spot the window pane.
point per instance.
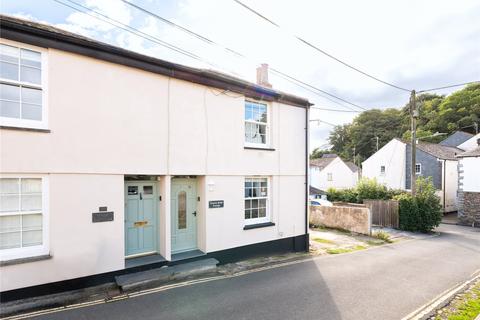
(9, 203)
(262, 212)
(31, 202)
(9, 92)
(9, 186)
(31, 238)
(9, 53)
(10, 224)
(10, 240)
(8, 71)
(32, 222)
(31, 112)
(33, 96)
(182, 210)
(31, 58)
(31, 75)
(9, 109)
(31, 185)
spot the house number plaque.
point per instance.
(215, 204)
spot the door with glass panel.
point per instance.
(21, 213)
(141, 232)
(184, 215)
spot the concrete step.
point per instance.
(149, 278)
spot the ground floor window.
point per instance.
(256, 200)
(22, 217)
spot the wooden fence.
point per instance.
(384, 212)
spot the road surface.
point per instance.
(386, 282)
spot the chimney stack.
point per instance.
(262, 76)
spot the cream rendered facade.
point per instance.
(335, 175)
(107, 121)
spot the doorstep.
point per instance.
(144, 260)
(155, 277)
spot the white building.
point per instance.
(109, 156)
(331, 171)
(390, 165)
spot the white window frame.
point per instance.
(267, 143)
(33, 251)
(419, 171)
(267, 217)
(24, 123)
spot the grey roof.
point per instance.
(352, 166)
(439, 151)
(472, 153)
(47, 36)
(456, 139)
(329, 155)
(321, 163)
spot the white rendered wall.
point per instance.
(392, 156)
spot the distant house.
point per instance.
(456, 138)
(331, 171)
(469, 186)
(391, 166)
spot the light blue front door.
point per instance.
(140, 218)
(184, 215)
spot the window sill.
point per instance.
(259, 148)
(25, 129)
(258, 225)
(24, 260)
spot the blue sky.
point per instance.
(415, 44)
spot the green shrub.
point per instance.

───

TO DO:
Say again, exactly, only those lines of the records that run from the start through the line with "spot the light blue front door.". Pictures are to be skipped.

OUTPUT FOR THIS EXERCISE:
spot the window pane.
point per instance.
(9, 203)
(262, 212)
(31, 202)
(9, 92)
(9, 186)
(31, 238)
(9, 53)
(10, 224)
(10, 240)
(8, 71)
(32, 222)
(31, 112)
(33, 96)
(182, 210)
(31, 58)
(31, 75)
(9, 109)
(31, 185)
spot the house number plaque.
point per instance.
(215, 204)
spot the door with glass panel.
point per instance.
(21, 213)
(141, 232)
(184, 215)
spot the concrete step.
point per instance.
(149, 278)
spot the ground floor window.
point per instance.
(256, 200)
(22, 217)
spot the wooden fence.
point per instance.
(384, 212)
spot the road surface.
point per instance.
(386, 282)
spot the chimney stack.
point per instance.
(262, 76)
spot the cream rendered facade.
point per instance.
(335, 175)
(107, 121)
spot the doorstep.
point per instance.
(144, 260)
(155, 277)
spot the white building.
point per instance.
(109, 156)
(331, 171)
(390, 165)
spot the white window frame.
point per instance.
(267, 143)
(33, 251)
(419, 171)
(267, 217)
(24, 123)
spot the grey roof.
point per instance.
(352, 166)
(439, 151)
(472, 153)
(47, 36)
(456, 139)
(329, 155)
(321, 163)
spot the white rendered wall.
point per instance.
(392, 156)
spot the distant house.
point per instance.
(456, 138)
(331, 171)
(469, 186)
(391, 166)
spot the light blue front door.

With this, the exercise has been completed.